Arda TURAN

Arda Turan 1987 İstanbul Bayrampaşa doğumlu.
Futbola 8 yaşında mahallesinde başladı. 12 yaşındayken, Galatasaray’a transfer oldu.
2011’de İspanyol kulübü Atletico Madrid’e, daha sonra Barcelona takımına geçti.
Sevimli ve sempatik halleriyle gönüllerimizde taht kurdu. Yakın zamana kadar basında hep başarılı haberlerini okuduk. Yenilmez takım Barcelona berabere kalınca, İspanyol basını Arda’ya yüklenir oldu. Can sıkıcı haberler spor gündemini işgal etmeye başladı.
Günümüzde futbol kapitalizmin önemli bir ayağıdır. Kapitalist zihniyet daima kazanmak ister.
Dün göklere çıkardığını basit bir sebeple çiğneyip geçebilir.
Dileğimiz Arda hakkında hep iyi haberler duymaktır.
Bayrampaşa İstanbul’un orta sınıf halkının yaşadığı bir yerdir. Arda doğup büyüdüğü semti, mahallesini, anne babasını, arkadaşlarını hiç unutmadı.

(Bir tespit veri kümesinden alıntılar)
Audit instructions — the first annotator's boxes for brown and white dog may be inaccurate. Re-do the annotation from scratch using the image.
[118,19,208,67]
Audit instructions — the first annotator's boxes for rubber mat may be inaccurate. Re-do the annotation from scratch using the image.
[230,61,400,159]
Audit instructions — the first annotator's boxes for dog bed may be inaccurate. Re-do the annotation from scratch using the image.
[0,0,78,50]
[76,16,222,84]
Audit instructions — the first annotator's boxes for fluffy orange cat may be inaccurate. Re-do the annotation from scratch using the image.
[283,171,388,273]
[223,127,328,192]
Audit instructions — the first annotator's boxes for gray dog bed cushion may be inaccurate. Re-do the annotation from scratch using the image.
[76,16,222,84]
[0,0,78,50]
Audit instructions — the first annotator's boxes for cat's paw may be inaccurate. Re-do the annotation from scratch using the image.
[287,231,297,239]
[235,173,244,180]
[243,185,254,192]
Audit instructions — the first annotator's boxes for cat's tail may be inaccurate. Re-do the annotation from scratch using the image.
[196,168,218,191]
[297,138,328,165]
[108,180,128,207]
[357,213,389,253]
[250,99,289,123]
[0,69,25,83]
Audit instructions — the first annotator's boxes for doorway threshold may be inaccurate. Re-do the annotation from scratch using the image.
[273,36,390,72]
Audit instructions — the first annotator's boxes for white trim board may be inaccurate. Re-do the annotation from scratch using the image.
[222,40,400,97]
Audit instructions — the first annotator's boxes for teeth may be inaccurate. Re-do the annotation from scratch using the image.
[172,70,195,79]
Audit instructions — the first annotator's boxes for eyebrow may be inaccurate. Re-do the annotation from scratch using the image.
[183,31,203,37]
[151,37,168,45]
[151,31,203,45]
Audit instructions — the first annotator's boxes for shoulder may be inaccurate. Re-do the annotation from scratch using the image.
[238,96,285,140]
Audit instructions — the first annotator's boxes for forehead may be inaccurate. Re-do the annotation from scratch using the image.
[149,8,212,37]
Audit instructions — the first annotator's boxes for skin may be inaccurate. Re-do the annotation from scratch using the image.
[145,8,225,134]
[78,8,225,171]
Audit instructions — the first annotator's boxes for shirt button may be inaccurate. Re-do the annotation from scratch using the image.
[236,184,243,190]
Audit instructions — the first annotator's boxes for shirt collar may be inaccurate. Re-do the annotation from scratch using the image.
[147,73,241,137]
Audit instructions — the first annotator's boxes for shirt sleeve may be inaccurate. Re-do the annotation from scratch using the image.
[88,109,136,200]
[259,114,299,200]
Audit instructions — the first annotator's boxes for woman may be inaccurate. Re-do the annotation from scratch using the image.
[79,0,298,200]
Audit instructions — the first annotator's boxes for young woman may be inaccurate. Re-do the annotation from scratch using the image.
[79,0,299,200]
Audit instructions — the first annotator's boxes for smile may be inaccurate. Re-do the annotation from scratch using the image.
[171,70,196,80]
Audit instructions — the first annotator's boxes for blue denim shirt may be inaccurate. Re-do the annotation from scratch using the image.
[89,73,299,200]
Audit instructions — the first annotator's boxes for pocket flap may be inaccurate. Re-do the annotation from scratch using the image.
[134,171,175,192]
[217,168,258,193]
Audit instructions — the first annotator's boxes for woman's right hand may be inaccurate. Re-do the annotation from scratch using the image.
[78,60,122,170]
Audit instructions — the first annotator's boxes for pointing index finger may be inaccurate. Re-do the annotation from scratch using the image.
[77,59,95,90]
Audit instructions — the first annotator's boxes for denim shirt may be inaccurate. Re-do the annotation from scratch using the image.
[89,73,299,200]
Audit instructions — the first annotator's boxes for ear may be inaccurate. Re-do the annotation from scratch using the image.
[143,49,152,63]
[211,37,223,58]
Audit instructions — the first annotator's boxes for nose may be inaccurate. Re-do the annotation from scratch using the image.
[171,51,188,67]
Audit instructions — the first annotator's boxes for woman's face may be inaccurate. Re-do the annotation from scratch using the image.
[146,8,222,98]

Yapılacaklar:
[A] Kayıtlarda "Audit instructions — the first annotator's boxes for denim" ifadesini içeren satırdan kayıtların sonuna kadar uzanan bölümde "denim shirt" ifadesini "chambray shirt" olarak yeniden adlandırın. Yalnızca bu bölümü, başka hiçbir şeyi değiştirmeden verin.
[B] Arda Turan hakkındaki metni kaldığı yerden sürdürün.
Arda Turan hakkındaki metin ile kayıtlar ayrı kaynaklardan alınmıştır.

Uygulama Sonuçları:
[A]
Audit instructions — the first annotator's boxes for chambray shirt may be inaccurate. Re-do the annotation from scratch using the image.
[89,73,299,200]
Audit instructions — the first annotator's boxes for ear may be inaccurate. Re-do the annotation from scratch using the image.
[143,49,152,63]
[211,37,223,58]
Audit instructions — the first annotator's boxes for nose may be inaccurate. Re-do the annotation from scratch using the image.
[171,51,188,67]
Audit instructions — the first annotator's boxes for woman's face may be inaccurate. Re-do the annotation from scratch using the image.
[146,8,222,98]

[B]
Bu yönü ve mütevazi kişiliği sevilme sebeplerinden biri sayılır. Öyle ki sık sık magazin gündeminde yer alması bile hoş görülür.

YERLİ VE MİLLİ

Hakkında yapılan haberlere, verdiği röportaj ve davranışlarına bakılırsa, Arda tam bir halk çocuğudur. Yerli ve milli değerlere saygılı, inançlı biridir.
Genç ve dünya çapında başarılı ve çok kazanan biri olan Arda nefis muhasebesi yapmayı bilen biridir. Bakın ne diyor:
“Kendimi kötü hissediyorum; bazen doyumsuzluğuma, aç gözlülüğüme kızıyorum, hiçbir şey yokken. Allah çok şey verdi ama işte insanız. Hep biraz daha fazlasını çekiyor nefis. Daha fazla para, daha fazla araba, daha fazla ev. İnanın hiçbir şey olmuyor.
Olmayan olsun, olan daha fazla istiyor, bu mücadele hayatı alıp gidiyor.” Başarıları onu şımartmamış, eski sade ve samimi hayatına özlemini dile getirir:
“Çok iyiydi bizim Atilla abinin köftesi, çeyrek severdim, ekmeği çıkartıp üstüne kapatırdı.
Şimdi her gün köfte var ama aynı tat yok. Böyle bir şey işte hayatın sınavı. Yokken özlem duyulan, varken sıkılınan..
Annem bazen ’70 metrekare evi özlüyorum’ diyor. Haklı, çünkü o zamanlar daha samimiydi her şey.”

ERDEMLİ BİR GENÇ

Arda ailesine düşkündür:
“Babam geçen gün anneme ‘Arda’yla gezdik, bana çok sarıldı’ dedi, mutlu olmuş.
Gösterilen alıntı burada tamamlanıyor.